▶ Task instructions
Report each line below that contains the word "fabric", copying every such line in full.

▶ Listed records

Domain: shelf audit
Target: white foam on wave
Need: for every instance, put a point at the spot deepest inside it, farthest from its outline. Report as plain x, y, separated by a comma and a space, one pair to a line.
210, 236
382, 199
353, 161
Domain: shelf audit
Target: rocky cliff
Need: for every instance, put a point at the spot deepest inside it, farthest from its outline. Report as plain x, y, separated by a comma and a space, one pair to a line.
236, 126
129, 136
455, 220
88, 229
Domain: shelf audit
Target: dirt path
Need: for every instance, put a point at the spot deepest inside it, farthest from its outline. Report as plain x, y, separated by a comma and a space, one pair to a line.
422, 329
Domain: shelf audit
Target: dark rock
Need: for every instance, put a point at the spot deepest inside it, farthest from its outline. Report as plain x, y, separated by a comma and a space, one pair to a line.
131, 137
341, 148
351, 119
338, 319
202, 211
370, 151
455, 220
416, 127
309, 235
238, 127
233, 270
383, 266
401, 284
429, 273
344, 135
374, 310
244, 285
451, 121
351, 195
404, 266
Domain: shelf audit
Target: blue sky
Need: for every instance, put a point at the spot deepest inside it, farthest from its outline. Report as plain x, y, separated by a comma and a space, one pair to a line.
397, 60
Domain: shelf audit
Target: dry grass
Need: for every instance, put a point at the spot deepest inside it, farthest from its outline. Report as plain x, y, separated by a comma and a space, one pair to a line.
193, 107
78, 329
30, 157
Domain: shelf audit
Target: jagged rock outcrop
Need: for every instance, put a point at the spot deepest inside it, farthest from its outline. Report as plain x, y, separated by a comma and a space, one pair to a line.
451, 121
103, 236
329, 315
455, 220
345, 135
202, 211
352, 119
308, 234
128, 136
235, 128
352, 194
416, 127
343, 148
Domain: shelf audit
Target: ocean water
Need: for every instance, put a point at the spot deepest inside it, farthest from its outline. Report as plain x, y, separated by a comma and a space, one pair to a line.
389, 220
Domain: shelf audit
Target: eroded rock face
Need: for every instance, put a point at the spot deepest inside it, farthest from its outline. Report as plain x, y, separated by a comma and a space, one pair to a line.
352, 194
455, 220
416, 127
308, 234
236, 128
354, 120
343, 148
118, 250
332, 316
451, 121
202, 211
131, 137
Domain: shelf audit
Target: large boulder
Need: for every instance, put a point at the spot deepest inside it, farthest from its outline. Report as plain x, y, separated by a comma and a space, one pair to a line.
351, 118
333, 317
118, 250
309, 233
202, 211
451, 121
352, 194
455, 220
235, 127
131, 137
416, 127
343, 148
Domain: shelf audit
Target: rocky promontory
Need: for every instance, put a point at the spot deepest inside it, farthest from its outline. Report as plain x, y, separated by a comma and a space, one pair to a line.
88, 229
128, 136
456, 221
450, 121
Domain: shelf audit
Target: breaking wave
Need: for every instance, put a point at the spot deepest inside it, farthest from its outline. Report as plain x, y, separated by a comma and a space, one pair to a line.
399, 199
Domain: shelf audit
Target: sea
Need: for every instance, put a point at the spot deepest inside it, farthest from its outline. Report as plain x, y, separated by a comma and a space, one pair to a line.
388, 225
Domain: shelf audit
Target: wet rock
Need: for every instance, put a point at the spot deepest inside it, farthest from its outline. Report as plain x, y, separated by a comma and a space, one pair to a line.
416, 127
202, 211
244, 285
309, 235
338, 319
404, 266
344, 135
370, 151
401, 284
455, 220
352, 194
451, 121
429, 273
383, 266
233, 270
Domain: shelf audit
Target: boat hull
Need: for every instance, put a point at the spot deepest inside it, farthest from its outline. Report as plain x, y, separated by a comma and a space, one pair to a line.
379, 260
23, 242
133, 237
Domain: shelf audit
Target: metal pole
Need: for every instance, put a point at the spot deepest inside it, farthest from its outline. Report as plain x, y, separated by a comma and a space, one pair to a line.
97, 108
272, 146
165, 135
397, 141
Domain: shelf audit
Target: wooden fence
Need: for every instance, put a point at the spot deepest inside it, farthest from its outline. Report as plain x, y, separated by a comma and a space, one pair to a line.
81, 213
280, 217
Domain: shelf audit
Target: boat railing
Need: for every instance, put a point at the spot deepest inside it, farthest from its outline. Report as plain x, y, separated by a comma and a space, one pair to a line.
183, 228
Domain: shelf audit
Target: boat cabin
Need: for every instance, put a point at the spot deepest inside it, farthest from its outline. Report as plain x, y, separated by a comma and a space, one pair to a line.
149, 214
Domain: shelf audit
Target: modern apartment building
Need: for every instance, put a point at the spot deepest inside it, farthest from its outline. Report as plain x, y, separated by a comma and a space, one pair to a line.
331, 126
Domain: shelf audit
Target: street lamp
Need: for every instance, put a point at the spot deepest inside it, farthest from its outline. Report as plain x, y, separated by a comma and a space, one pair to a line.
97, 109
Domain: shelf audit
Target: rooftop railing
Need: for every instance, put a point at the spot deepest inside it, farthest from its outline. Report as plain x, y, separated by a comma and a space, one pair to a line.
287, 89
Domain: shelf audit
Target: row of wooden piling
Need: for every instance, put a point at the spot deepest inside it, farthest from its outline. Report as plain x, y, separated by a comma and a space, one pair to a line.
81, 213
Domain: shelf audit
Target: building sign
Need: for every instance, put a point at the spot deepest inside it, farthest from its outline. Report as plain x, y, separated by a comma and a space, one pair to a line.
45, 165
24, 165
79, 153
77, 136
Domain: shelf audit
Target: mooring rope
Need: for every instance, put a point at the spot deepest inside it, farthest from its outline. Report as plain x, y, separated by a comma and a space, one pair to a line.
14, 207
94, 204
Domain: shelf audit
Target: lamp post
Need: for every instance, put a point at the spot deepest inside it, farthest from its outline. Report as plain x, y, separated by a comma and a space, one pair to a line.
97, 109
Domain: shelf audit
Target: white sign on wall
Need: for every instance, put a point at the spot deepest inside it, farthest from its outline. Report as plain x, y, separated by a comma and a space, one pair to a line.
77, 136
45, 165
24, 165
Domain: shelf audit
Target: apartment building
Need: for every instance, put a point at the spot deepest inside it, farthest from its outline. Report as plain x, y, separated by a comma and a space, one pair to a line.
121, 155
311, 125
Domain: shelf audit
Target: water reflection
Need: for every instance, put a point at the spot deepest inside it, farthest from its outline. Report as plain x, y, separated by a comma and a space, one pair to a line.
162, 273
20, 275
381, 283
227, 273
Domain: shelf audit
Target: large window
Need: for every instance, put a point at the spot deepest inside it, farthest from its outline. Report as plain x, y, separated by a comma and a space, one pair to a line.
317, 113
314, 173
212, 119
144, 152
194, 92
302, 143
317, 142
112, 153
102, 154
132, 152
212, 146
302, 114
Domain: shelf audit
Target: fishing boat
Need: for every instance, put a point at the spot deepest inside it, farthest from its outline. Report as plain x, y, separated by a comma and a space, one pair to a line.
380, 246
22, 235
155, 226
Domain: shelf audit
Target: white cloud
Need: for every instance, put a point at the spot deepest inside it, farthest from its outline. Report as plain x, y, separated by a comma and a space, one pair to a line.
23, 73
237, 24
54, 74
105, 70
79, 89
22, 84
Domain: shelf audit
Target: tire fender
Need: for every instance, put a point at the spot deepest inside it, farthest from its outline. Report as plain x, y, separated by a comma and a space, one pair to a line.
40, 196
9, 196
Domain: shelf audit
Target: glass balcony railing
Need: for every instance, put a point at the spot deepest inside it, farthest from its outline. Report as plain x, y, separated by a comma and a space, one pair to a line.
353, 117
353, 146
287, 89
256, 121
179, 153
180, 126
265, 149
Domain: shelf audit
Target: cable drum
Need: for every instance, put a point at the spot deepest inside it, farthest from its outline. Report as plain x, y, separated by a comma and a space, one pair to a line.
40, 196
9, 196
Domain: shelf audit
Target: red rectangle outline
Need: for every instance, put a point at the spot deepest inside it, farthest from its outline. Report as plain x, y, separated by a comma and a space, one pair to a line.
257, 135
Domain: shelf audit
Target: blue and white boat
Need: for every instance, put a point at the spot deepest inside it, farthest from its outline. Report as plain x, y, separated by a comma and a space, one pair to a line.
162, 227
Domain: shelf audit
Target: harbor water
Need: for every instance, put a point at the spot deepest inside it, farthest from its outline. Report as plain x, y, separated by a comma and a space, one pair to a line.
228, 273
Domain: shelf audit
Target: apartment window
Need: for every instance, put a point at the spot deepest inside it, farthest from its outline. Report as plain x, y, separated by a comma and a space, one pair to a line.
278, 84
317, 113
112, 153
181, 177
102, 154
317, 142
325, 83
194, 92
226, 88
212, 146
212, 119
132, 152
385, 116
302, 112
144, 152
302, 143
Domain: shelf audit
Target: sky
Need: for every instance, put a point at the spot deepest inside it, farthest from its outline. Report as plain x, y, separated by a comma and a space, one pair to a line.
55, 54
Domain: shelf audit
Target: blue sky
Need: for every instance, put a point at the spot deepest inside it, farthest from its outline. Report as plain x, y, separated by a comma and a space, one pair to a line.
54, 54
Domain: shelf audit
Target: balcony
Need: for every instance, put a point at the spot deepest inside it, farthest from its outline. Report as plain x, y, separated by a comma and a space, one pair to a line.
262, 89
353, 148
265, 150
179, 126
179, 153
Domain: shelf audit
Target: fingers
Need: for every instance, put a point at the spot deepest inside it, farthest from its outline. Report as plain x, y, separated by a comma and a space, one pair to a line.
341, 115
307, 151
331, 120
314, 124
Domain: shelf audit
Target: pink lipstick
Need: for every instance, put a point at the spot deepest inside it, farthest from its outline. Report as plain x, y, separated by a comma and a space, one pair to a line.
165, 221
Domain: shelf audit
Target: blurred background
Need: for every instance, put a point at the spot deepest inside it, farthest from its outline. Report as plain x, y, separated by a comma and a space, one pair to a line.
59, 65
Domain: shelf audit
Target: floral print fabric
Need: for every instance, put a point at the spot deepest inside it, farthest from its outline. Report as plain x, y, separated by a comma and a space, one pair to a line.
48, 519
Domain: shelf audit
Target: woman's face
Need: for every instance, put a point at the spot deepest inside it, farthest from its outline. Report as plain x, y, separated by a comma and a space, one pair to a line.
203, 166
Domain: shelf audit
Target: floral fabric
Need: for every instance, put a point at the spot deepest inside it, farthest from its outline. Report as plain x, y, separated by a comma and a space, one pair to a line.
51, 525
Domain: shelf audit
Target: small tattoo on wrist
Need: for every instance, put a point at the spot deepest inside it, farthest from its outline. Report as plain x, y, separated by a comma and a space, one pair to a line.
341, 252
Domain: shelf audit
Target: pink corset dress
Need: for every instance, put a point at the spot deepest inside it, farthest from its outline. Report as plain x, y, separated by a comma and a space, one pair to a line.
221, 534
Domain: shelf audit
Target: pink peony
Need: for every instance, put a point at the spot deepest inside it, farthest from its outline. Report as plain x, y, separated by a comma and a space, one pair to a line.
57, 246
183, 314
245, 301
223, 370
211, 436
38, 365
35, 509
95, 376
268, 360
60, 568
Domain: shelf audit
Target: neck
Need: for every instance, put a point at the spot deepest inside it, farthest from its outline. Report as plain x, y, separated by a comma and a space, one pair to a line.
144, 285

▶ Task output
Target: floral print fabric
Target: floral fabric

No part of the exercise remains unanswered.